## Exercise
Reproduce verbatim the stretch of items from the line containing "For every instance" through the line containing "x=516 y=300", both lines included.

## Material provided
[start]
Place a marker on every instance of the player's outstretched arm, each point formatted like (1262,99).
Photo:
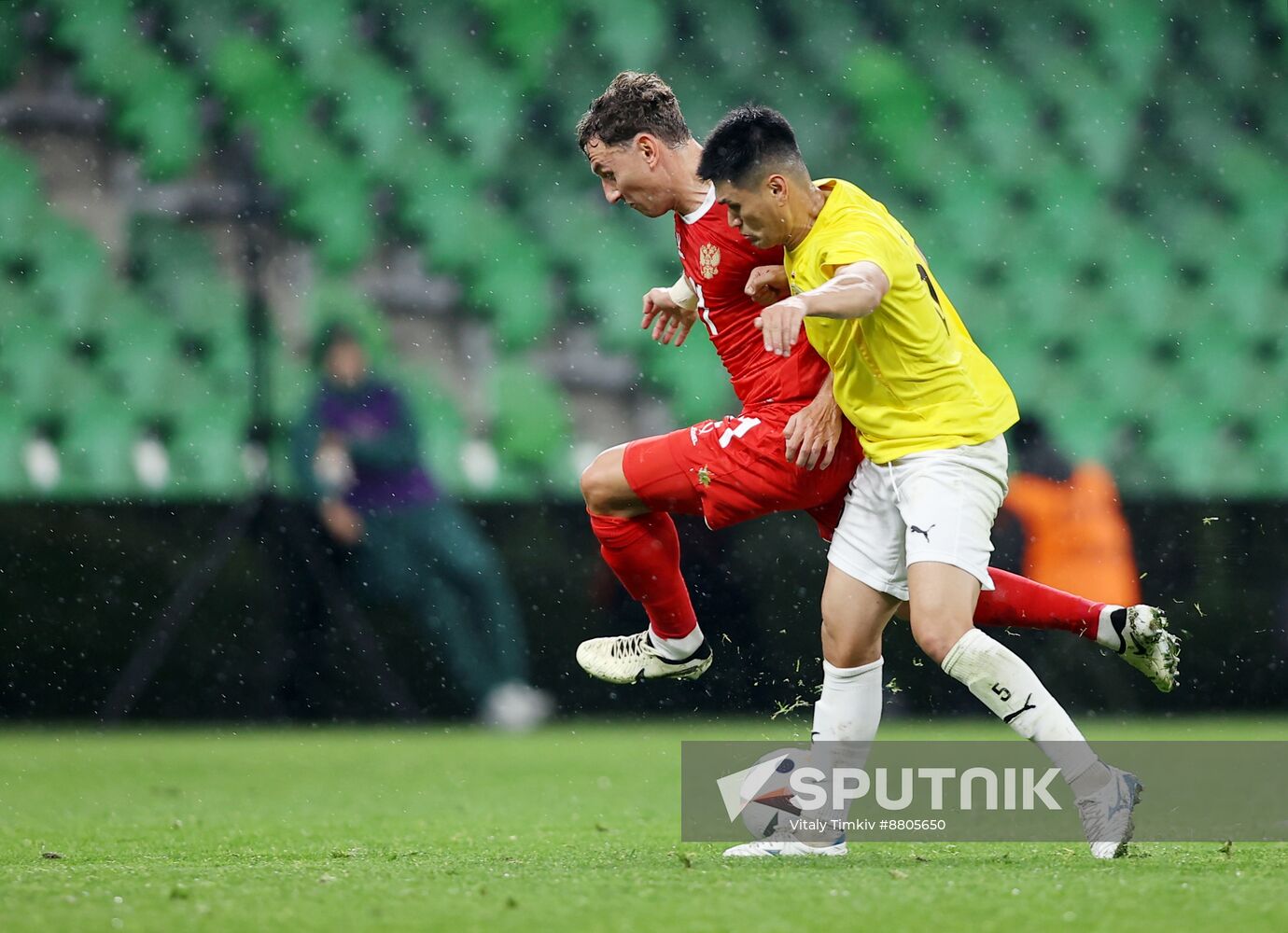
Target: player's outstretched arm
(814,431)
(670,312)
[end]
[start]
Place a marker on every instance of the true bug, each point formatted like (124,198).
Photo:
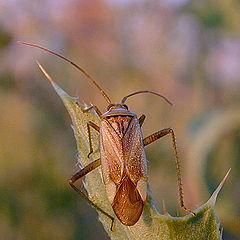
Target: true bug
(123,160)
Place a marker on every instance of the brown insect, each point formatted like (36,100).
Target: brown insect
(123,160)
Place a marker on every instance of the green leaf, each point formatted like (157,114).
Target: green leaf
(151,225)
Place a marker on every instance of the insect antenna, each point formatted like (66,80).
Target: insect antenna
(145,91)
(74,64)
[end]
[start]
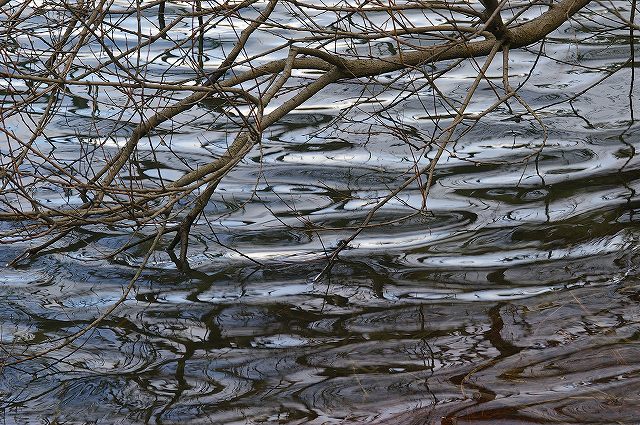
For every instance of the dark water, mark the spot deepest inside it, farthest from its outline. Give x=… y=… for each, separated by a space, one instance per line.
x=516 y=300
[end]
## Answer for the task
For every instance of the dark water, mark the spot deepest inside it, farthest from its outline. Give x=… y=… for each, separated by a space, one instance per line.
x=516 y=300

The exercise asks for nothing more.